>> Start Page extract

Episode four of ITV’s new drama White House Farm introduced a huge twist for those unfamilar with the real-life case, after Jeremy Bamber’s girlfriend Julie Mugford came forward to the police and revealed that it was actually Jeremy – not his sister Sheila Caffell – who committed the murders at their family farmhouse.
Dramatising the real-life murders of a family in 1985, the six-part series looks at the killings of parents Nevill and June Bamber, their adoptive daughter Sheila Caffell and her two twin sons, who were all gunned down in their Essex farmhouse.
Police initially assumed that Sheila, who was schizophrenic, had murdered her family before turning the gun on herself, but suspicion later turned to her brother, Jeremy, who first called the poice on that fateful night.
Alexa Davies plays the role of Julie Mugford in White House Farm, but who is the character based on? Read on for the real-life history and interview with Davies…
Who is Julie Mugford?
Julie Mugford (played by Alexa Davies in the ITV dramatisation) was the girlfriend of Jeremy Bamber (Freddie Fox), whose adoptive parents, his sister Sheila and her sons, his nephews, were all killed in August 1985.

>> End Page extract
>> Start Information supplied

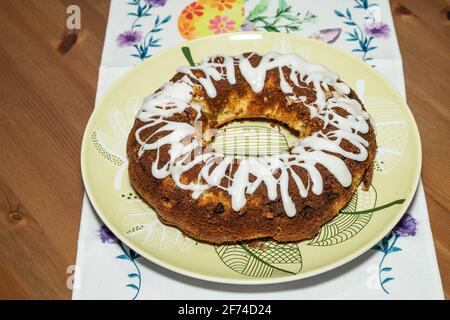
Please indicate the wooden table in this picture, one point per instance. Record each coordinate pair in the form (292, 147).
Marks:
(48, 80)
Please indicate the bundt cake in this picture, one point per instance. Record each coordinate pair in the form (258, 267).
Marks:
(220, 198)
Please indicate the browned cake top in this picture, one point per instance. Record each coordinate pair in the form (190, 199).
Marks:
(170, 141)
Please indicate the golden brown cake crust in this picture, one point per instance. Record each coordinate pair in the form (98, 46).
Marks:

>> End Information supplied
>> Start Information supplied

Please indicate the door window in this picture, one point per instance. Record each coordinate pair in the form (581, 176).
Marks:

>> End Information supplied

▶ _What to work on_:
• A. List every member of the Bamber family whom the White House Farm article names.
• B. Translate this sentence from the White House Farm article into Spanish: "Dramatising the real-life murders of a family in 1985, the six-part series looks at the killings of parents Nevill and June Bamber, their adoptive daughter Sheila Caffell and her two twin sons, who were all gunned down in their Essex farmhouse."

▶ _Answers below_:
• A.
Jeremy Bamber
Sheila Caffell
Nevill Bamber
June Bamber

• B. Al dramatizar los asesinatos reales de una familia ocurridos en 1985, la serie de seis capítulos aborda las muertes de los padres, Nevill y June Bamber, de su hija adoptiva, Sheila Caffell, y de los dos hijos gemelos de esta, todos ellos abatidos a tiros en su casa de campo de Essex.